═════ SUPPLIED MATERIAL

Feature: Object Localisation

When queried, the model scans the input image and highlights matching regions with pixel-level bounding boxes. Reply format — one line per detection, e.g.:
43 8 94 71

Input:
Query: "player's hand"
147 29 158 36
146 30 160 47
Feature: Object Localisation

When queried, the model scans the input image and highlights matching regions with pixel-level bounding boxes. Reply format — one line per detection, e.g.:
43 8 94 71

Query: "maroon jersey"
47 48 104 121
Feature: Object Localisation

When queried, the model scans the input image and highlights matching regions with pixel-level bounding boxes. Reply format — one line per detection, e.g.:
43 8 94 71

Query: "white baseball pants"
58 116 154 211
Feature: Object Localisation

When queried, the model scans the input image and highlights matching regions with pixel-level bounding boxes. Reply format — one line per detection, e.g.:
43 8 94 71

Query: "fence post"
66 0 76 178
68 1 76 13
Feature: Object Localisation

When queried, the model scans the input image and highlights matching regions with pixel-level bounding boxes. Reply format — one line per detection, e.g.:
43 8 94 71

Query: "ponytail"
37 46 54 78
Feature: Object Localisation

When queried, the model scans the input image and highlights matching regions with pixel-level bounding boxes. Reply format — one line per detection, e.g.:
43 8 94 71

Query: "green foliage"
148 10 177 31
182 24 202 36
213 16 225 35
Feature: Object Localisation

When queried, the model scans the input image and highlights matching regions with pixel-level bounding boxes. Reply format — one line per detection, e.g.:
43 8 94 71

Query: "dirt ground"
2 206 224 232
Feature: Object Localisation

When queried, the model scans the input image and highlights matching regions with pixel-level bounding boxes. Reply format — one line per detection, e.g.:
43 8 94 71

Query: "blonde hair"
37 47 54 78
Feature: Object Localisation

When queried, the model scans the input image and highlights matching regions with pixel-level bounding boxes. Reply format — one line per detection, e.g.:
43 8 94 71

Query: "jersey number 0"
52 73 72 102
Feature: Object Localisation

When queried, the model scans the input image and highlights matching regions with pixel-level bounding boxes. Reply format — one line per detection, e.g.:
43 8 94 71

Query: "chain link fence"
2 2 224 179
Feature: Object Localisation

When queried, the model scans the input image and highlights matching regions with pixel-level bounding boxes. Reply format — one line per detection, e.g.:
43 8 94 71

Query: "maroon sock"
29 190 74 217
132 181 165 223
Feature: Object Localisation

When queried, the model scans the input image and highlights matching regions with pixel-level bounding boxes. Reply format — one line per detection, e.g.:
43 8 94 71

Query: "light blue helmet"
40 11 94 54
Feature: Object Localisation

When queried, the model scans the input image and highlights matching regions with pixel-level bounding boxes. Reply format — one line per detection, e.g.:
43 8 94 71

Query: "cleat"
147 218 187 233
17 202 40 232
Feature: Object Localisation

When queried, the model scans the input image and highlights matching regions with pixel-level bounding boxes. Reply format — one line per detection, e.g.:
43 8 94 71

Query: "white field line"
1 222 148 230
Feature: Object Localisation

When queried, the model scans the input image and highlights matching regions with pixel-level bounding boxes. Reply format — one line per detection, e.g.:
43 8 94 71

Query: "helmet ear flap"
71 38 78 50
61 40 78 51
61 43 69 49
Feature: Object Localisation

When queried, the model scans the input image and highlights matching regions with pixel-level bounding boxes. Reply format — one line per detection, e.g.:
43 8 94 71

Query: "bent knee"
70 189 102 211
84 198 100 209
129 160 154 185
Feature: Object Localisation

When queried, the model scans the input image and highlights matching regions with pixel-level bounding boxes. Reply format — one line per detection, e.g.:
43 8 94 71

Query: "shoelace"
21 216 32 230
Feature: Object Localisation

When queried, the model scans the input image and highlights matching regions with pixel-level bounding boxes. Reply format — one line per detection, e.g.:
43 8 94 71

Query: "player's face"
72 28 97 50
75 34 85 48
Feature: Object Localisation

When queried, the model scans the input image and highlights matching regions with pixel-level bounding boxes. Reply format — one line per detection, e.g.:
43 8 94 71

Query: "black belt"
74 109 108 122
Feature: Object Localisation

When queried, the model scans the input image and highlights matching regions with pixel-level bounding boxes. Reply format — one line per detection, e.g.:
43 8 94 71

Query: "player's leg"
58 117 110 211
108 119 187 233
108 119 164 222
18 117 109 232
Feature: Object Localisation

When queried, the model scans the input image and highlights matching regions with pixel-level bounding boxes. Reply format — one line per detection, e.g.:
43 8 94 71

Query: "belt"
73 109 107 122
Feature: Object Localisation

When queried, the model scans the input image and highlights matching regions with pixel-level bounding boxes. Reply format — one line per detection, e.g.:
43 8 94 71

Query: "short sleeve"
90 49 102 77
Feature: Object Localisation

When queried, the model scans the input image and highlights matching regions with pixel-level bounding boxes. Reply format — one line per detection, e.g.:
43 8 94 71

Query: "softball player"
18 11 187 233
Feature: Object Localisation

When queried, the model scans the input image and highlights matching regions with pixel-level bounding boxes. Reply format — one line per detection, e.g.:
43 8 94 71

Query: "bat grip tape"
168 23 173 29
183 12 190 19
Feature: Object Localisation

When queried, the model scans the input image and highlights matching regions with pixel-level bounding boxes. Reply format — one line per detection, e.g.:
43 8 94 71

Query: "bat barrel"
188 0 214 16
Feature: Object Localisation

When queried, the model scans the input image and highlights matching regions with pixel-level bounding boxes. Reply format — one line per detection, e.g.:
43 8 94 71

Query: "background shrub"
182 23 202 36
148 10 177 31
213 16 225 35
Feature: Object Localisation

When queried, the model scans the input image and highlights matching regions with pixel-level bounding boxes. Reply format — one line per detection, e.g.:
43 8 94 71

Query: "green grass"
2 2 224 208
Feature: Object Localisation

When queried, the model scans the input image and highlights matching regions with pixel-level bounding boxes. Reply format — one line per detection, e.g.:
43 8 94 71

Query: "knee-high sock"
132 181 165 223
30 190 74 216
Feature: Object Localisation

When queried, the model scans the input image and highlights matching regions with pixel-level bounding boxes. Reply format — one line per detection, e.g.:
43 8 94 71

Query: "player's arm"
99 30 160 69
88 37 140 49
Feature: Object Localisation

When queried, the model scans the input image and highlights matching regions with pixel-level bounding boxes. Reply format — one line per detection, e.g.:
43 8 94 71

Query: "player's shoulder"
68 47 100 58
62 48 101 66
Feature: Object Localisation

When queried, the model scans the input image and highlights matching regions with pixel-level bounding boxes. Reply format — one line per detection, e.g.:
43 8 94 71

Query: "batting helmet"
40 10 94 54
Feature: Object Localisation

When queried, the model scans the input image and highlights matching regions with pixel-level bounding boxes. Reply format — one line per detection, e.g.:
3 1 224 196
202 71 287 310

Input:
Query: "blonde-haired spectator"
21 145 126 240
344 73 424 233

══════════

* [WHAT IS BEING ASKED]: The answer must contain every line of the material, unchanged.

* [SOLUTION TO THIS PROBLEM]:
Feature: Object Localisation

When queried, the model scans the input image and highlights matching regions with pixel-level bounding boxes. Reply format — one line per detection, e.g.:
43 8 94 71

Input:
Query: "player's hand"
147 29 158 36
146 30 160 47
Feature: Object Localisation

When queried, the model scans the input image and highlights matching regions with pixel-level bounding boxes. Reply format — one line per detection, e.g.:
43 8 94 71

Query: "maroon jersey"
47 48 104 121
Feature: Object Localisation

When queried, the model scans the input image and highlights matching regions with pixel-level bounding boxes. Reply format — one line per detection, e.g.:
43 8 94 71

Query: "white baseball pants"
58 116 154 211
Feature: Object Localisation

When queried, the model scans the input image and highlights matching regions with pixel-level bounding boxes. Reply format — one line per detection, e.g.:
43 8 94 71

Query: "fence post"
66 0 76 178
68 1 76 13
Feature: Object Localisation

When queried, the model scans the input image and highlights matching regions with pixel-level bounding boxes. Reply format — one line per detection, e.g.:
43 8 94 71

Query: "ponytail"
37 46 54 78
Feature: Object Localisation

When queried, the model scans the input image and highlights matching regions with pixel-level bounding boxes. Reply format — one line per detection, e.g.:
43 8 94 71

Query: "green foliage"
148 10 177 31
182 24 202 36
213 16 225 35
Feature: Object Localisation

When queried, the model scans the input image and highlights matching regions with pixel-level bounding boxes. Reply format — one line per detection, e.g.:
43 8 94 71

Query: "dirt ground"
2 206 224 232
Feature: Object Localisation

When queried, the model scans the input image and highlights matching regions with pixel-level bounding boxes. Reply format — one line per detection, e.g.:
43 8 94 71

Query: "blonde hair"
37 47 54 78
Feature: Object Localisation

When queried, the model scans the input image and highlights matching regions with pixel-level bounding boxes. Reply format — one line per detection, e.g.:
43 8 94 71

Query: "jersey number 0"
52 73 72 102
Feature: Object Localisation

When queried, the model scans the input image and highlights matching regions with pixel-level bounding boxes. Reply format — one line per detection, e.g.:
43 8 94 71

Query: "chain link fence"
2 2 224 179
Feature: Object Localisation

When queried, the model scans the input image and highlights matching regions with pixel-level bounding boxes. Reply format — one line per detection, e.g.:
43 8 94 71

Query: "maroon sock"
29 190 74 217
132 181 165 223
Feature: Object Localisation

When queried, the model scans the input image and highlights matching regions with pixel-level bounding boxes. Reply format — one line per detection, e.g.:
43 8 94 71

Query: "light blue helmet"
40 11 94 54
Feature: Object Localisation

When queried, the model scans the input image and highlights matching regions with pixel-level bounding boxes. Reply format — one line per detection, e.g.:
43 8 94 71

Query: "cleat"
147 218 187 233
17 202 40 232
Feature: Object Localisation

When queried, the model scans the input image and highlights matching regions with pixel-level bounding boxes. Reply format — one line per detection, e.g.:
43 8 94 71

Query: "white field line"
1 222 148 230
Feature: Object Localisation

When queried, the model scans the input image and highlights matching regions with pixel-level bounding boxes. Reply format — one line per detection, e.g.:
43 8 94 71

Query: "helmet ear flap"
71 38 78 50
61 40 78 51
61 43 69 49
Feature: Object Localisation

When queried, the model scans the input image and highlights matching regions with pixel-level bounding boxes. Reply format — one line per detection, e.g.:
43 8 94 71

Query: "bent knee"
70 189 102 211
84 198 100 209
129 160 154 185
Feature: Object Localisation

When queried, the model scans the input image and highlights matching regions with pixel-level bounding boxes. Reply format — one line per detection, e.g.:
43 8 94 71

Query: "shoelace"
21 216 32 230
Feature: Object Localisation

When queried, the model scans the input image and highlights matching regions with pixel-level bounding boxes. Reply format — one line per detection, e.g.:
43 8 94 71

Query: "player's face"
72 28 97 50
75 34 85 48
Feature: Object Localisation

When queried, the model scans the input image and highlights matching regions with pixel-level bounding boxes. Reply format — one line per detection, e.g.:
43 8 94 71

Query: "black belt"
74 109 108 122
Feature: Object Localisation

When queried, the model scans the input image and highlights matching regions with pixel-level bounding boxes. Reply format — one line per detection, e.g.:
43 8 94 71

Query: "player's leg"
58 117 110 211
108 119 187 233
108 119 164 222
18 117 109 232
Feature: Object Localisation

When queried, the model scans the input image and highlights matching regions with pixel-level bounding boxes. Reply format — one line per detection, e.g.:
43 8 94 71

Query: "belt"
73 109 107 122
Feature: Object Localisation

When queried, the model scans the input image and highlights matching regions with pixel-level bounding boxes. Reply format — one line per detection, e.g.:
43 8 94 71

Query: "short sleeve"
90 49 102 77
Feature: Object Localisation

When queried, the model scans the input image and highlights matching regions with pixel-level bounding boxes. Reply format — one line per detection, e.g.:
43 8 94 71

Query: "softball player"
18 11 187 233
Feature: Object Localisation

When queried, the model scans the input image and highlights matching regions with pixel-level bounding boxes. Reply format — one line per detection, e.g.:
43 8 94 71

Query: "bat grip tape"
168 23 173 29
183 12 190 19
Feature: Object Localisation

When queried, the model scans the input image and highlights matching regions with pixel-level bounding boxes. Reply format — one line per detection, e.g.:
43 8 94 71

Query: "bat barrel"
188 0 214 16
Feature: Object Localisation

When queried, the model scans the input image and highlights matching regions with pixel-level bounding boxes. Reply format — one line per detection, e.g.:
43 8 94 71

Query: "background shrub"
182 23 202 36
148 10 177 31
213 16 225 35
Feature: Object Localisation

When queried, the model scans the input image and highlights matching regions with pixel-level bounding boxes. Reply format — one line per detection, e.g.:
43 8 94 71

Query: "green grass"
2 2 224 208
Feature: Object Localisation

When queried, the model scans the input image and highlights matching regions with pixel-level bounding boxes. Reply format — one line per detection, e.g.:
43 8 94 71

Query: "knee-high sock"
132 181 165 223
30 190 74 216
Feature: Object Localisation

When queried, the model scans the input image and highlights matching regions with pixel-level bounding boxes. Reply format — one line per detection, e.g.:
43 8 94 71

Query: "player's arm"
99 30 160 69
88 37 140 49
Feature: Object Localisation

When queried, the model scans the input image and highlights matching regions with pixel-level bounding boxes. Reply format — one line per detection, e.g.:
43 8 94 71

Query: "player's shoulder"
68 47 100 58
62 48 101 66
Feature: Object Localisation

When queried, the model scans the input image and highlights matching regions with pixel-level bounding boxes. Reply format — one line per detection, e.g.:
43 8 94 71

Query: "batting helmet"
40 10 94 54
Feature: Object Localisation

When queried, the model scans the input image and highlights matching regions with pixel-level bounding boxes. Reply format — one line per detection, e.g.:
3 1 224 196
202 71 287 310

Input:
Query: "blonde-haired spectator"
21 145 126 240
344 73 424 233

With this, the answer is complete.